**Source excerpt:**
_ _ _ _ _ _ _

= Alexander Palmer (Australian politician) =

Australian politician

Alexander Stenson Palmer (c.1825 – 8 December 1901) was a banker and politician in colonial Australia, a member of the Victorian Legislative Assembly.

Palmer was born in London, England, the son of Frederick Palmer (of the East India Company) and Mary Eliza, nee Wood.

Palmer arrived in Tasmania (then called Van Diemen's Land) as a boy in 1838, and joining the Bank of Australasia was promoted to the branch in Adelaide. In 1848, gold having been found in the Sierra Nevada, Palmer headed there and mined with varied success. Gold having been discovered in Australia in 1850 Palmer started to return. The vessel in which he sailed was wrecked on an uninhabited island, where he was compelled to remain for some months, until rescued by a chance passing vessel. In 1854 he started business in Castlemaine, Victoria, and was returned member for Castlemaine Boroughs in the inaugural Victorian Legislative Assembly. Palmer resigned his seat in July 1857; he unsuccessfully stood for Castlemaine Boroughs again in 1858, and Maryborough 1861.

_ _ _ _ _ _ _

**Extracted entries:**
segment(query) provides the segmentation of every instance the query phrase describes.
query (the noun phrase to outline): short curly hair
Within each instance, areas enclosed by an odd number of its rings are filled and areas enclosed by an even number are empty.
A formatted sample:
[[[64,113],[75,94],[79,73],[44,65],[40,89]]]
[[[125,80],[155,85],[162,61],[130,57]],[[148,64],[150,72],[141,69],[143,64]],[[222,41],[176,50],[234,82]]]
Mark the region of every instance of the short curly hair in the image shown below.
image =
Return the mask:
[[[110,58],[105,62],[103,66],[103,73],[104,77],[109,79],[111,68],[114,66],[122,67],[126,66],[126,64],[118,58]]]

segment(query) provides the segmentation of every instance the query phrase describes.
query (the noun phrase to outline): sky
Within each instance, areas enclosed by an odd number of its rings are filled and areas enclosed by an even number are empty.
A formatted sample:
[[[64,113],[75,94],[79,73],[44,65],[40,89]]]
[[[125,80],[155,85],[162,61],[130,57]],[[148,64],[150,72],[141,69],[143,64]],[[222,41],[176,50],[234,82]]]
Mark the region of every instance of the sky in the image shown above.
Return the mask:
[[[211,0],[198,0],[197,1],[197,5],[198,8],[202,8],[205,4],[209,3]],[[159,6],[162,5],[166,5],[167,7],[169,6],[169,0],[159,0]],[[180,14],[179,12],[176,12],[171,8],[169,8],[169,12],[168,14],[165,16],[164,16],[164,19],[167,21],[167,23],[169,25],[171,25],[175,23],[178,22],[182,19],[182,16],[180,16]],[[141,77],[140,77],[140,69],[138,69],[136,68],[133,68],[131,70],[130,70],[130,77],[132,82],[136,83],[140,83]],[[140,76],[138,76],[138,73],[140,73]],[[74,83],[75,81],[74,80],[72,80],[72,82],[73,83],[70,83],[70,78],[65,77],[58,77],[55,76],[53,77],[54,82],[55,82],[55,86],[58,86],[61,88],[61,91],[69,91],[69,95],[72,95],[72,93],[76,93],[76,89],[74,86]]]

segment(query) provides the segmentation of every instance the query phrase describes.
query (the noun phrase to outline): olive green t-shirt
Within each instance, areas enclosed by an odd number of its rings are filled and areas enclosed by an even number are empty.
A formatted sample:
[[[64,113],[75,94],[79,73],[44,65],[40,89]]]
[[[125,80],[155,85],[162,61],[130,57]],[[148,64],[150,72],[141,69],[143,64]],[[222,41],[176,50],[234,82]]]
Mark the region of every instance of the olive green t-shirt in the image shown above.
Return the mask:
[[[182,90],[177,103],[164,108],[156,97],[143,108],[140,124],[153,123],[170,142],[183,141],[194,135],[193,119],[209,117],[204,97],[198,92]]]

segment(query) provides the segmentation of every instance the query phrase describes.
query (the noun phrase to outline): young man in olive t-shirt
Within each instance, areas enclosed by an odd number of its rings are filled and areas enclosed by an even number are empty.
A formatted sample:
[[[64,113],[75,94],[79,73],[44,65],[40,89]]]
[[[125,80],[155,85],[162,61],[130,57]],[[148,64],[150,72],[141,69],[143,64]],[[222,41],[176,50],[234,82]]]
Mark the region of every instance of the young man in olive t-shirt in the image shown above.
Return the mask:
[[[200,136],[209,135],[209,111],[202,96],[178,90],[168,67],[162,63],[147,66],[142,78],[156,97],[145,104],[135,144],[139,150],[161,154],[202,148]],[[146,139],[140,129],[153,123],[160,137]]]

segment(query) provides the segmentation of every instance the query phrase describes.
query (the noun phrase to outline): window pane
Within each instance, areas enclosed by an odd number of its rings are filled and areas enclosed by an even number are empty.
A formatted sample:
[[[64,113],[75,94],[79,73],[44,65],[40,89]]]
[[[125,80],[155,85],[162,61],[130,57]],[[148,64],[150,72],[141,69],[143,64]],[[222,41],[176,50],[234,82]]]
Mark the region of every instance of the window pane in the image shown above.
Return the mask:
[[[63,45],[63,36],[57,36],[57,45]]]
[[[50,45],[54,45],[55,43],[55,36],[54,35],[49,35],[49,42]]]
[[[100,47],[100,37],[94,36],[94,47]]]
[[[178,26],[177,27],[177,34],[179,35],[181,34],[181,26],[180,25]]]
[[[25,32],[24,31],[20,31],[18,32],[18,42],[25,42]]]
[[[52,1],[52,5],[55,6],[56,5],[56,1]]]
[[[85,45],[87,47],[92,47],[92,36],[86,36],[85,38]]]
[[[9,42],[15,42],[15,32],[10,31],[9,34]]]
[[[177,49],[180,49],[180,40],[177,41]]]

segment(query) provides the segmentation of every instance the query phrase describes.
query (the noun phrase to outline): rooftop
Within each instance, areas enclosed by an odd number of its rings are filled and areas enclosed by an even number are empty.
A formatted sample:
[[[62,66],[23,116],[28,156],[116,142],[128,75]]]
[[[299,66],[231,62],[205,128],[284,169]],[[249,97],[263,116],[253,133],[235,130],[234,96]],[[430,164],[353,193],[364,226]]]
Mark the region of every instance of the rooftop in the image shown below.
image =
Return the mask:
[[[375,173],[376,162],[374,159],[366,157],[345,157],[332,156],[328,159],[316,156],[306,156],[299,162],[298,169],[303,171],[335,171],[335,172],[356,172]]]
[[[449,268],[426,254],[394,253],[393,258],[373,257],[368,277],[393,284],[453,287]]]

_ _ _ _ _ _ _

**Problems and tasks:**
A - According to the Alexander Palmer biography, in what year did Palmer start business in Castlemaine?
B - Say whether each statement agrees with the Alexander Palmer biography, and back each answer with the deciding words from it: (i) Palmer was born in London. (ii) Palmer won the seat of Maryborough in 1861. (iii) Palmer's father worked for the Bank of Australasia.
C - Write the next part of the Alexander Palmer biography, starting after its last sentence.

**Expected answers:**
A - 1854

B -
(i) Yes: "Palmer was born in London, England"
(ii) No: "he unsuccessfully stood for Castlemaine Boroughs again in 1858, and Maryborough 1861"
(iii) No: "the son of Frederick Palmer (of the East India Company)"

C -
In 1860 Palmer re-entered the service of the Bank of Australasia and became manager at Sale, Victoria. Palmer married Susan Georgina Marianne Fereday in George Town, Tasmania in 1861. He was a brother-in-law of Judge William Henry Gaunt (1830 - 1905), father of Guy Gaunt.
Palmer died in St Kilda, Victoria, Australia on 8 December 1901.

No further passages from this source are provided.